Data in this exercise –
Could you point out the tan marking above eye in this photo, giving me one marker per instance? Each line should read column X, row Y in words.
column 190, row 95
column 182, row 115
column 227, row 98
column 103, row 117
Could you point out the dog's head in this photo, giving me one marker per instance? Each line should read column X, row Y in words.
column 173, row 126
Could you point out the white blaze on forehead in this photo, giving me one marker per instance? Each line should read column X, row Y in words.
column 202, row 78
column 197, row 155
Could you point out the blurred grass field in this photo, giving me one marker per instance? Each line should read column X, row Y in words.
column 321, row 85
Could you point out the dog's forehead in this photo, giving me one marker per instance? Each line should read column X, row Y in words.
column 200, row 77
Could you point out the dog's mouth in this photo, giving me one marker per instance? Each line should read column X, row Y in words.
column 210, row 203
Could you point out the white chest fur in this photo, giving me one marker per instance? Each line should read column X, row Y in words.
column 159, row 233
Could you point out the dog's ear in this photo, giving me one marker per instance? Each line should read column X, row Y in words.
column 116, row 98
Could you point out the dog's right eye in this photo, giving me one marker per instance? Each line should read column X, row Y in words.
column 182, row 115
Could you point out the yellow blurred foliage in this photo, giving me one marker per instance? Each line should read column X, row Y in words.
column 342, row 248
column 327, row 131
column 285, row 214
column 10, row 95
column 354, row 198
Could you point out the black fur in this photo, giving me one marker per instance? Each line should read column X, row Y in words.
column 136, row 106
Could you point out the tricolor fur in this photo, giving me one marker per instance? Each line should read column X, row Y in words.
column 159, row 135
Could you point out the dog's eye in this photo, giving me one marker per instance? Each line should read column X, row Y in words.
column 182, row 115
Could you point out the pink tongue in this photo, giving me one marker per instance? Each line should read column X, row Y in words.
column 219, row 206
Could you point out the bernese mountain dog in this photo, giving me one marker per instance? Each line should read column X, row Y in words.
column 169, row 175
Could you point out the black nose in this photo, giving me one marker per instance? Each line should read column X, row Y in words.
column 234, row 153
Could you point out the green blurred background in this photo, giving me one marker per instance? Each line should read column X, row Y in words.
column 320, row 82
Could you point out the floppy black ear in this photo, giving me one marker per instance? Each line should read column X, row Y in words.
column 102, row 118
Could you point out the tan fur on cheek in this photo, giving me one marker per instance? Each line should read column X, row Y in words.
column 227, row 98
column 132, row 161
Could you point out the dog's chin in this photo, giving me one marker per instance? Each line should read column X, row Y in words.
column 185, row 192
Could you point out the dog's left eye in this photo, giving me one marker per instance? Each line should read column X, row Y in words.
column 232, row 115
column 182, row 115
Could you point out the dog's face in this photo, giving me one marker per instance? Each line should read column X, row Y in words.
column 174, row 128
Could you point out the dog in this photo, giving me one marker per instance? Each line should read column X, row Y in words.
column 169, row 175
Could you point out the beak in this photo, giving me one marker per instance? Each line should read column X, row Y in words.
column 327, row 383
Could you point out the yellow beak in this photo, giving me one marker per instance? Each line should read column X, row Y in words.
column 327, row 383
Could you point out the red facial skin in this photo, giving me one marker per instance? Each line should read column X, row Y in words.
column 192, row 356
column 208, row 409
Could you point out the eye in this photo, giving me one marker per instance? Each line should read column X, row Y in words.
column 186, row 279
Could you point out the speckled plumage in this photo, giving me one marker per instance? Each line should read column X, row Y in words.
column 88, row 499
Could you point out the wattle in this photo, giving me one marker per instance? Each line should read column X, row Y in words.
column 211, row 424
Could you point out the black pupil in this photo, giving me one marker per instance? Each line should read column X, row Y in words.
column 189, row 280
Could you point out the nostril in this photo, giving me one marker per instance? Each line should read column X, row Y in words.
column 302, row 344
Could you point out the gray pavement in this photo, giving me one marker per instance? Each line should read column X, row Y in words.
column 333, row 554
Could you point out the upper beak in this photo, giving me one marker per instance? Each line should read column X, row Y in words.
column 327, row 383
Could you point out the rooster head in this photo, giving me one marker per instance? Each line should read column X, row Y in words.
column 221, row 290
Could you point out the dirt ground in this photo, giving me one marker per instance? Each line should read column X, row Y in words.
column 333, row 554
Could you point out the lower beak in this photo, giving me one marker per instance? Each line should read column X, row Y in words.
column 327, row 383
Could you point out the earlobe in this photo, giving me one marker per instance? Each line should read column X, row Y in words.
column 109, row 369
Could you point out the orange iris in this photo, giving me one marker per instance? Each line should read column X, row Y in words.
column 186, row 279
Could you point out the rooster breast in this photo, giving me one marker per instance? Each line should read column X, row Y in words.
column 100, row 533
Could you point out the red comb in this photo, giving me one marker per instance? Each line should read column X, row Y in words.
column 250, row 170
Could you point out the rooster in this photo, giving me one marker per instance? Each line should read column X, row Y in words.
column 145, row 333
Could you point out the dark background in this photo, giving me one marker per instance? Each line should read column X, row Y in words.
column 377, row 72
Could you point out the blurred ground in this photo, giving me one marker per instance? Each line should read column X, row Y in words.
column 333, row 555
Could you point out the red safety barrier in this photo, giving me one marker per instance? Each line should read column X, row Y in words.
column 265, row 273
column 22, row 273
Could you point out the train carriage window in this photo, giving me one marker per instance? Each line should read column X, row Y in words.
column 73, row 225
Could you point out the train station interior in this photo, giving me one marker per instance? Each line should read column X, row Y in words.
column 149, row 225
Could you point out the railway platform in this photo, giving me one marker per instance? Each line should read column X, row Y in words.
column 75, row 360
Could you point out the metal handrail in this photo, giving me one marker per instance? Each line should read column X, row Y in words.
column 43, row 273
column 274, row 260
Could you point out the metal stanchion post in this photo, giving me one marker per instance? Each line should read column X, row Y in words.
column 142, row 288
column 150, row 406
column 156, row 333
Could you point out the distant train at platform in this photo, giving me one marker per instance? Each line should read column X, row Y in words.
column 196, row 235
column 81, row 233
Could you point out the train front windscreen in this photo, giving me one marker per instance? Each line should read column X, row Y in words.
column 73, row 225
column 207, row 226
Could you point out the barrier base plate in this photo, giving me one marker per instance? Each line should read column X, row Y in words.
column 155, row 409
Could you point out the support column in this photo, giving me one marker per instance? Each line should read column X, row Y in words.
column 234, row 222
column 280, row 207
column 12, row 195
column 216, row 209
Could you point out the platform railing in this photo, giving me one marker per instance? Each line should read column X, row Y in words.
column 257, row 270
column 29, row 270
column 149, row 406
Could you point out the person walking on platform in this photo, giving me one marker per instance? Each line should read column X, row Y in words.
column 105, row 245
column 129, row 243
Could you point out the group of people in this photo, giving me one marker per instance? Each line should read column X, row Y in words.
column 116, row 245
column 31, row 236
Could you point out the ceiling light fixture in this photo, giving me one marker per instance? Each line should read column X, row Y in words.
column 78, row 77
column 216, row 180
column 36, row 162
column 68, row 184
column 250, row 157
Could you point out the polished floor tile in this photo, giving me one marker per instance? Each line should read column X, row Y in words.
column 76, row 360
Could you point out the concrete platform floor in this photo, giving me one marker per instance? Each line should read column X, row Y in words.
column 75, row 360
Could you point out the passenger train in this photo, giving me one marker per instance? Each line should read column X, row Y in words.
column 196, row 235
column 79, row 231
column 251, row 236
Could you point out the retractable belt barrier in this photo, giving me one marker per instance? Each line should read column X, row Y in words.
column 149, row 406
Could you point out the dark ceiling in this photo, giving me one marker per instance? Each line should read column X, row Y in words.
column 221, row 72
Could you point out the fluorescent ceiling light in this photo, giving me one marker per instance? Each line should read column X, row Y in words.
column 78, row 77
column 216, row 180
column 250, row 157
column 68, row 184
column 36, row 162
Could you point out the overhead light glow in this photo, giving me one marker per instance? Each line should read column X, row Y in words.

What the task requires – Could you rewrite every one of the items above, swapping "one marker per instance" for "a separate marker for each instance" wherever it appears and keeping everything else the same?

Reply to the task –
Could you point out the tan marking above eye in this photo, giving me a separate marker for each instance? Each line should read column X, row Y in words.
column 190, row 95
column 182, row 115
column 227, row 98
column 103, row 117
Could you point out the dog's head in this photo, giving me a separate marker for each instance? Each line should read column X, row Y in words.
column 173, row 126
Could you point out the white blaze on forehead in this photo, giving me a separate marker for each instance? Each line should read column X, row Y in words.
column 202, row 78
column 197, row 155
Could you point out the blurred grass field in this photo, giving me a separate marker for each instance? Each line should read column X, row Y in words.
column 321, row 85
Could you point out the dog's forehead in this photo, giving me a separate marker for each instance? Each line should read column X, row Y in words.
column 200, row 77
Could you point out the dog's mouth in this photo, giving me a separate marker for each instance? Each line should read column X, row Y in words.
column 210, row 203
Could you point out the white chest fur in this photo, giving me a separate marker for each instance? Each line should read column X, row Y in words.
column 159, row 233
Could you point out the dog's ear in this photo, giving me a separate marker for each instance? Each line should read column X, row Y in words.
column 116, row 98
Could you point out the dog's right eye in this photo, giving me a separate marker for each instance? Each line should read column X, row Y in words.
column 182, row 115
Could you point out the yellow blurred foliage in this photo, giving me a separate marker for each instance? Each line should read column X, row Y in words.
column 342, row 248
column 327, row 131
column 285, row 214
column 10, row 95
column 354, row 198
Could you point out the black fur in this photo, giving me a separate marker for each instance? Each line should read column X, row Y in words.
column 136, row 106
Could you point out the tricolor fur in this photo, giving me a separate marker for each instance? Each line should read column X, row Y in words.
column 159, row 135
Could you point out the dog's eye in this photo, giving me a separate marker for each instance? Each line should read column X, row Y in words.
column 182, row 115
Could you point out the pink tongue in this photo, giving me a separate marker for each instance? Each line should read column X, row Y in words.
column 219, row 206
Could you point out the bernese mountain dog in this photo, giving me a separate marker for each instance? Each line should read column X, row Y in words.
column 169, row 175
Could you point out the black nose in this photo, giving me a separate marker for each instance? Each line should read column X, row Y in words.
column 234, row 153
Could you point out the green blurred background in this photo, giving me a separate marker for each instance? Each line should read column X, row Y in words.
column 320, row 82
Could you point out the floppy black ear in this photo, giving me a separate marker for each instance? Each line should read column X, row Y in words.
column 102, row 118
Could you point out the tan fur on cheek in this photo, giving me a separate marker for each instance? Each line should read column X, row Y in words.
column 227, row 98
column 132, row 161
Could you point out the dog's chin in this photo, giving me a separate marker for each instance? Each line should read column X, row Y in words.
column 185, row 192
Could you point out the dog's left eye in this photo, giving me a separate marker for each instance? Each line should read column X, row Y in words.
column 232, row 115
column 182, row 115
Could you point out the dog's face in this photo, giving me a separate marker for each instance? Each line should read column X, row Y in words.
column 174, row 128
Could you point out the dog in this photo, giving me a separate marker for each instance? Each line should read column X, row Y in words.
column 169, row 175
Could you point out the beak in this photo, giving me a separate marker for each instance? Each line should read column X, row Y in words.
column 327, row 383
Could you point out the yellow beak in this photo, giving me a separate marker for each instance? Each line should read column X, row Y in words.
column 327, row 383
Could you point out the red facial skin in this photo, giving me a separate marker for each instance? Each line should read column X, row Y in words.
column 192, row 356
column 208, row 409
Could you point out the eye in this photo, giving me a separate marker for each instance? Each line should read column X, row Y in words.
column 186, row 279
Could you point out the speckled plumage in this photo, giving me a separate marker for each instance? Each line should read column X, row Y in words.
column 88, row 499
Could you point out the wattle in this photo, giving me a separate marker for each instance? Each line should read column X, row Y in words.
column 211, row 424
Could you point out the black pupil in this photo, giving me a separate marker for each instance? Each line should read column X, row Y in words.
column 189, row 280
Could you point out the nostril in this photo, giving me a separate marker for each instance? Each line should read column X, row Y in words.
column 302, row 344
Could you point out the gray pavement in this photo, giving me a separate marker for each instance? Each line should read column X, row Y in words.
column 333, row 554
Could you point out the upper beak in this photo, giving me a separate marker for each instance? Each line should read column X, row Y in words.
column 327, row 383
Could you point out the rooster head in this photo, giving me a separate marker for each instance? Each line should read column X, row Y in words.
column 221, row 290
Could you point out the dirt ground in this photo, giving me a separate marker for each instance? Each line should read column X, row Y in words.
column 333, row 554
Could you point out the lower beak in this photo, giving me a separate marker for each instance? Each line should read column X, row Y in words.
column 327, row 383
Could you point out the earlobe in this photo, giving me a separate marker for each instance? Each line should read column X, row Y in words.
column 109, row 369
Could you point out the orange iris in this photo, giving me a separate marker for each instance? Each line should read column X, row Y in words.
column 186, row 279
Could you point out the rooster breast in this photo, giving me a separate marker for each instance? Each line should read column X, row Y in words.
column 100, row 533
Could you point out the red comb in this photo, giving me a separate marker for each instance? Each line should read column X, row Y in words.
column 250, row 170
Could you point out the rooster in this photo, giving me a separate marker for each instance? Each line should read column X, row Y in words.
column 145, row 333
Could you point out the dark background in this photo, giving me a separate marker for each instance? Each line should read column X, row Y in words.
column 377, row 72
Could you point out the blurred ground in this photo, giving me a separate marker for each instance? Each line should read column X, row Y in words.
column 333, row 555
Could you point out the red safety barrier in this photo, giving me a separate marker for each instance? Each line should read column X, row Y in words.
column 265, row 273
column 22, row 273
Could you point out the train carriage window in this photo, giving me a separate marker for each instance? Each line should read column X, row Y in words.
column 73, row 225
Could you point out the train station interior in this photo, giving me a separate marker for each instance? Each line should read column X, row Y in words.
column 149, row 225
Could you point out the railway platform in this photo, giving me a separate marker for each instance? Each line should read column X, row Y in words.
column 75, row 360
Could you point out the metal handrail in this photo, giving me a separate marker for each instance? Each line should read column X, row Y in words.
column 43, row 273
column 274, row 260
Could you point out the metal stanchion post in this photo, giving me a separate marker for each instance? Each line should read column X, row Y in words.
column 142, row 288
column 150, row 406
column 156, row 333
Could you point out the distant train at platform in this photo, giving me a separate marker for each instance? Each line should read column X, row Y in words.
column 196, row 235
column 81, row 233
Could you point out the train front windscreen in this photo, giving me a separate marker for each instance? Each line should read column X, row Y in words.
column 73, row 225
column 207, row 226
Could you point out the barrier base plate in this photo, giving me a separate marker for each instance? Each line should read column X, row Y in words.
column 155, row 409
Could you point out the support column in this photo, giving me a separate marker for each instance? Each line should read column X, row Y in words.
column 234, row 222
column 280, row 207
column 12, row 195
column 216, row 209
Could you point out the platform railing in this photo, giving me a separate marker for each instance? Each line should read column X, row Y in words.
column 257, row 270
column 29, row 270
column 149, row 406
Could you point out the person walking on platform in this photo, giving me a separate marker for each instance? Each line should read column X, row Y in words.
column 105, row 245
column 129, row 243
Could you point out the group of people in this photo, giving me a separate marker for each instance? Each line should read column X, row Y in words.
column 116, row 245
column 31, row 236
Could you point out the ceiling light fixture in this photo, giving me a separate marker for each instance? Each line should read column X, row Y in words.
column 78, row 77
column 216, row 180
column 36, row 162
column 68, row 184
column 250, row 157
Could you point out the polished floor tile in this photo, giving me a separate marker for each instance? Each line should read column X, row Y in words.
column 76, row 360
Could you point out the concrete platform floor in this photo, giving me a separate marker for each instance? Each line should read column X, row Y in words.
column 75, row 360
Could you point out the passenger train in this photo, giving me a separate marker for each instance? Each line should read column X, row Y in words.
column 196, row 235
column 79, row 231
column 251, row 236
Could you point out the retractable belt barrier in this photo, giving me a separate marker for each instance? Each line should read column X, row Y in words.
column 149, row 406
Could you point out the dark ceiling in this photo, giving me a separate marker for each instance? Each line should read column X, row Y in words.
column 221, row 72
Could you point out the fluorescent ceiling light in this photo, giving me a separate marker for each instance? Each line should read column X, row Y in words.
column 78, row 77
column 216, row 180
column 250, row 157
column 68, row 184
column 36, row 162
Could you point out the overhead light glow in this photo, giving me a separate marker for each instance? Each line should read column X, row Y in words.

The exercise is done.